*** Opening of THE DATA ***

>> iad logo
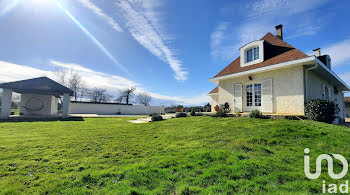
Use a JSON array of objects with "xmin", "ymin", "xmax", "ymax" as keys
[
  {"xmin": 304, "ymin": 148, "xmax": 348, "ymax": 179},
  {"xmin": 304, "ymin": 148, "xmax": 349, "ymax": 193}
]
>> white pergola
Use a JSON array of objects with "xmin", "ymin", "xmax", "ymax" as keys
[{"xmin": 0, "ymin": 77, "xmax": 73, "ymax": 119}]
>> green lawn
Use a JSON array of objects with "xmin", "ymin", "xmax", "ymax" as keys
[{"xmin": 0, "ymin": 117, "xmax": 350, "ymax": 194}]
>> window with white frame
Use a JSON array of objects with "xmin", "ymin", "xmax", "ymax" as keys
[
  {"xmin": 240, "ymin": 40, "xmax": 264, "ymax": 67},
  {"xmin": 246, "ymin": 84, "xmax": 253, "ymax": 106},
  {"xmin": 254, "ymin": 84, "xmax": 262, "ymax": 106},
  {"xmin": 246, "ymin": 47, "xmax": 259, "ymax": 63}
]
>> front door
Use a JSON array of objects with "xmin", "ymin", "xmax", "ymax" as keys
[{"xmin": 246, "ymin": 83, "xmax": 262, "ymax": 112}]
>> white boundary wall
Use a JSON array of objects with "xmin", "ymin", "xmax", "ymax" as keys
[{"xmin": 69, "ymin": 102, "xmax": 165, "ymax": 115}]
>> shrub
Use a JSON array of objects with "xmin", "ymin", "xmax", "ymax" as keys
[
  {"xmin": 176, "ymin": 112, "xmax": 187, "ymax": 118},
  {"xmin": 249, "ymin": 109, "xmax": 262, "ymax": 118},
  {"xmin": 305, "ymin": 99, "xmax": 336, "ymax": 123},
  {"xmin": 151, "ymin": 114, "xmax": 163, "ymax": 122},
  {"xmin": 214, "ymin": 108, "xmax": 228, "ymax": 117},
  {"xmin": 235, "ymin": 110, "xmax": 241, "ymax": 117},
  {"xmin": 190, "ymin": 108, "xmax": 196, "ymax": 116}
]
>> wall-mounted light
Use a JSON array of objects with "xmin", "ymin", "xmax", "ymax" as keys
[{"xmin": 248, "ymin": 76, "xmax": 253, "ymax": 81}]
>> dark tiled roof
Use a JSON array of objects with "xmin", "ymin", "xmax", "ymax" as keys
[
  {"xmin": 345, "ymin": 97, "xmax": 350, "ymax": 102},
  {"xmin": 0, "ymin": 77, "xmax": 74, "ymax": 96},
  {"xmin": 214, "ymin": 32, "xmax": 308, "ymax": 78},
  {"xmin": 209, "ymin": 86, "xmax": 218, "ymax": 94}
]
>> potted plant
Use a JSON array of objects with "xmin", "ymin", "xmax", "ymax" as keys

*** Close of THE DATA ***

EXERCISE DESCRIPTION — Please filter the entries for the word "white" and copy the lines that have it.

ANSWER TO THIS TASK —
>> white pergola
>> window with white frame
>> white boundary wall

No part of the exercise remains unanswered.